-- start --
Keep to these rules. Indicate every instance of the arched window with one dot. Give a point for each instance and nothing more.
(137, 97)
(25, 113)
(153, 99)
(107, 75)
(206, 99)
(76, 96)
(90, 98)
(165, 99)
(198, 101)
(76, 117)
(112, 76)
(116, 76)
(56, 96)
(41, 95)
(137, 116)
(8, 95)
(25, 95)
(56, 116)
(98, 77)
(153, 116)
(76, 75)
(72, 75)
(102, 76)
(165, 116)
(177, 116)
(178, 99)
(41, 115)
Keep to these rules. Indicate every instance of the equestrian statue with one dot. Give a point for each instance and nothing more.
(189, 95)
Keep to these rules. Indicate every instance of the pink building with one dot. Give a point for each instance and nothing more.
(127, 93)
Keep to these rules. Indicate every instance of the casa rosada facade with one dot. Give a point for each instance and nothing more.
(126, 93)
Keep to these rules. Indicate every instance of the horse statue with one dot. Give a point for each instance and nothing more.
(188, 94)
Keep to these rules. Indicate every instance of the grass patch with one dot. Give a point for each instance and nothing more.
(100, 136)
-- end --
-- start --
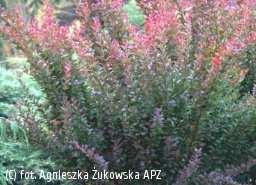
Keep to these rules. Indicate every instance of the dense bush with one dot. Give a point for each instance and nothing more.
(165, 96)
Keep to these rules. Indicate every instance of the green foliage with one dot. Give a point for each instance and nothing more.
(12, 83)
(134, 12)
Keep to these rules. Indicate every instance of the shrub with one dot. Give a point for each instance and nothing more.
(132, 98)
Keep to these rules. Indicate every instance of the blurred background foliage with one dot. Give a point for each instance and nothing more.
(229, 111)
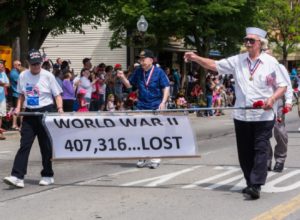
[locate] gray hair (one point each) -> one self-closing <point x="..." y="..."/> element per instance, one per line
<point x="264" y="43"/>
-- end --
-- start --
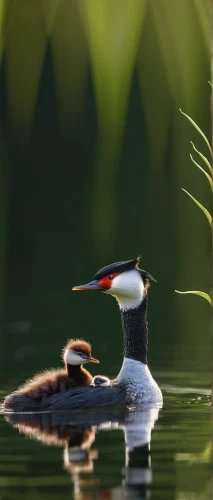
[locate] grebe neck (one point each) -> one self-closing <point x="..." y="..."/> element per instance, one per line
-- end --
Challenge
How many lines in the records above contain the word "foliage"? Reply with the number alone.

Answer for the task
2